## [PAGE EXTRACT]

· · · · ·

The introduction of the solid acids, for instance, solid
C.sub.2--C.sub.4 alpha-hydroxy acids, may be accomplished by using
conventional techniques, for instance, but not necessarily limited
to, a tank or vessel having a paddle stirrer, a static mixer, a
ribbon blender, an industrial high shear mixer or granulator, and
the like. It may be necessary to special high shear dispersion
technology, including, but not necessarily limited to, ultrasonic
mixers or disruptors or bead mills or homogenizers.
In one non-limiting embodiment the amount of solid acid in the
hydrocarbon solvent may range from about 5 wt % independently up to
about 70 wt % (grams acid/grams hydrocarbon), alternatively from
about 20 wt % independently up to about 50 wt %. As used herein,
the term "independently" means that any lower threshold may be
combined with any upper threshold for the same parameter to give a
valid alternative range.
The resulting dispersion is then introduced into a hydrocarbon to
be subsequently treated, for instance crude oil to be desalted. The
desalting method will be valuable to produce high quality (i.e.,
high purity) coke from crude that may originally have contained
high concentrations of metals and/or amines and solids, including
iron-based solids. Further, such method advances the technology by
removing inorganic material from the crude oil while discharging
little or no oil or emulsion to the waste treatment plant.
It will be understood that the metals removed in the desalting
include, but are not necessarily limited to, those of Groups IA,
IIA, VB, VIII, IIB and IVA of the Periodic Table (CAS version). In
another non-limiting embodiment, the metals include, but are not
necessarily limited to calcium, iron, zinc, silicon, nickel,
sodium, potassium, vanadium, and combinations thereof. In
particular, nickel and vanadium are known poisons for catalysts
used in fluid catalytic cracking units (FCCUs) downstream.

· · · · ·

## [RECORDED DATA]
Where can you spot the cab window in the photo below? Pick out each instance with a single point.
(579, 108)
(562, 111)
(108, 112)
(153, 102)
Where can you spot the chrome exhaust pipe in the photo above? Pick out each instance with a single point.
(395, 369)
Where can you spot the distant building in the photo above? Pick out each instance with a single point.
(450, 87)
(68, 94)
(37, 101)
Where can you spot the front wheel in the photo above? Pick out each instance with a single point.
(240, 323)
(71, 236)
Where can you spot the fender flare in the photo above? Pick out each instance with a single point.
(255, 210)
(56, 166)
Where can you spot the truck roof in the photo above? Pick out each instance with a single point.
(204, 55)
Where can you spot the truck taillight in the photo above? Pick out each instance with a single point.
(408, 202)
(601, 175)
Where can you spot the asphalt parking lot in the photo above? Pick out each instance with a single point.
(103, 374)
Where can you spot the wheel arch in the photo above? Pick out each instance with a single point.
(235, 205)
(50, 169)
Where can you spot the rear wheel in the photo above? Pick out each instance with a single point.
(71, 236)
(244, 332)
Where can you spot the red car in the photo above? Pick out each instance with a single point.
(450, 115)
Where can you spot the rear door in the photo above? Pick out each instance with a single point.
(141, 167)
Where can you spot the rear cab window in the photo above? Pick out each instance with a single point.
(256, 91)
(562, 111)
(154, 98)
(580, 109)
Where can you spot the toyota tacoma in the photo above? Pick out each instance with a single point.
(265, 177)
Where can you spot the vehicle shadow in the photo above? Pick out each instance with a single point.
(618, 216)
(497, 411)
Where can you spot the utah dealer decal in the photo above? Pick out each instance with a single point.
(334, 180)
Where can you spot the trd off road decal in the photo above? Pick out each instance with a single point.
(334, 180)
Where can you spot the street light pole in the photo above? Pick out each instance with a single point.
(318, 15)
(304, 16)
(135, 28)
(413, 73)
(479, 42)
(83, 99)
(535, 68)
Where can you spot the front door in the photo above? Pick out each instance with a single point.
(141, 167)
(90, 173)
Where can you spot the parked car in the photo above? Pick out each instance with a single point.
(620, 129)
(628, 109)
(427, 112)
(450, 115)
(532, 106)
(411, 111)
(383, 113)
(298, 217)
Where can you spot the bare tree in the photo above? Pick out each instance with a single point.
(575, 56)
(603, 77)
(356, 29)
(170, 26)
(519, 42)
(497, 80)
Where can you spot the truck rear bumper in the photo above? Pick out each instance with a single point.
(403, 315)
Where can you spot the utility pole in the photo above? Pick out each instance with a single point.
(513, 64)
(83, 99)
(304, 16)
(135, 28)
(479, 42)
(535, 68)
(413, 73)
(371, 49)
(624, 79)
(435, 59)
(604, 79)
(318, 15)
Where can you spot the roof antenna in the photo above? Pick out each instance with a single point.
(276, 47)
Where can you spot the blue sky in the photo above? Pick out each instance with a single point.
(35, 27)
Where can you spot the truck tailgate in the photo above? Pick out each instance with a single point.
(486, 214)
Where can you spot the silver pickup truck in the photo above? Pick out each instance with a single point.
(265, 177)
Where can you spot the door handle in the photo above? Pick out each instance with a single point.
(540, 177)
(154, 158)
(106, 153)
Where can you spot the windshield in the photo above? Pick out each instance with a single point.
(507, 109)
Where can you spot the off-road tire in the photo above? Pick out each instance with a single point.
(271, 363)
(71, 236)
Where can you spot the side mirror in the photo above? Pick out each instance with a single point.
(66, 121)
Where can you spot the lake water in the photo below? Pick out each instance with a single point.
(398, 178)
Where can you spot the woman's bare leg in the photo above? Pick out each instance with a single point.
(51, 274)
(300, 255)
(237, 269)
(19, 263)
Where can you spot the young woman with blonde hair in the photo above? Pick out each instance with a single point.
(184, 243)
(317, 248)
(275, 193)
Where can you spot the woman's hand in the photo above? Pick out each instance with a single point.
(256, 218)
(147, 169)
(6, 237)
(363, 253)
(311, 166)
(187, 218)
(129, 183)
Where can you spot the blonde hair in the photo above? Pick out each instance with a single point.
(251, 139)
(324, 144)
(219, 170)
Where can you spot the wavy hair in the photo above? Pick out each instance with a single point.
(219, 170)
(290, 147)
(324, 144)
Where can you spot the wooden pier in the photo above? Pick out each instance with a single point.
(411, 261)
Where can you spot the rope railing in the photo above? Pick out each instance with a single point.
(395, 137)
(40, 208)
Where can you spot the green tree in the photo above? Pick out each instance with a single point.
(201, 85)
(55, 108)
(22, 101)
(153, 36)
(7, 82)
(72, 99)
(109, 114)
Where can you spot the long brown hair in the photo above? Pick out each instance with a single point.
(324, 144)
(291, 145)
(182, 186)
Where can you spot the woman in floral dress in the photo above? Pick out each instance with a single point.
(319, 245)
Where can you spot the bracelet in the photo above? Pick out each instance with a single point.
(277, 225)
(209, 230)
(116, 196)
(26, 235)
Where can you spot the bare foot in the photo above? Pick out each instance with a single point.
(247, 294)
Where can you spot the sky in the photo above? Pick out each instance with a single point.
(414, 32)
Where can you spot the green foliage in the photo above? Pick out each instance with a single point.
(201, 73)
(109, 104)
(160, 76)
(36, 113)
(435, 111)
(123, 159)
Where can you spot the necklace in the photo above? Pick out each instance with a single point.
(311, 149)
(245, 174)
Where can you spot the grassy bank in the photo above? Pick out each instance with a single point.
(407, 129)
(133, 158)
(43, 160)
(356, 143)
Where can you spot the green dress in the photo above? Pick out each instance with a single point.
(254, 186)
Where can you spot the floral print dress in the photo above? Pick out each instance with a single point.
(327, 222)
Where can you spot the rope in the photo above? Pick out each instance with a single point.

· · · · ·

## [WHAT THIS EXERCISE ASKS]
1. Which metals does the passage on desalting crude oil name individually as metals removed in desalting?
2. Can you carry the passage on desalting crude oil forward, starting after its final sentence?

## [ANSWERS BELOW]
1. Calcium, iron, zinc, silicon, nickel, sodium, potassium, vanadium

2.
The amines removed in accordance with the desalting method may
include, but are not necessarily limited to, monoethanolamine
(MEA); diethanolamine (DEA); triethanolamine (TEA);
N-methylethanolamine; N,N-dimethylethanolamine (DMEA); morpholine;
N-methyl morpholine; ethylenediamine (EDA); methoxypropylamine
(MOPA); N-ethyl morpholine (EMO); N-methyl ethanolamine,
N-methyldiethanolamine and combinations thereof.
It is expected that the acids, in particular hydroxyacids in a
non-limiting embodiment, will be used together with other additives
including, but not necessarily limited to, corrosion inhibitors,
demulsifiers, pH adjusters, metal chelants, scale inhibitors,
hydrocarbon solvents, and mixtures thereof, in a commercial
process. Metal chelants are compounds that complex with metals to
form chelates. It is not believed that the acids, e.g.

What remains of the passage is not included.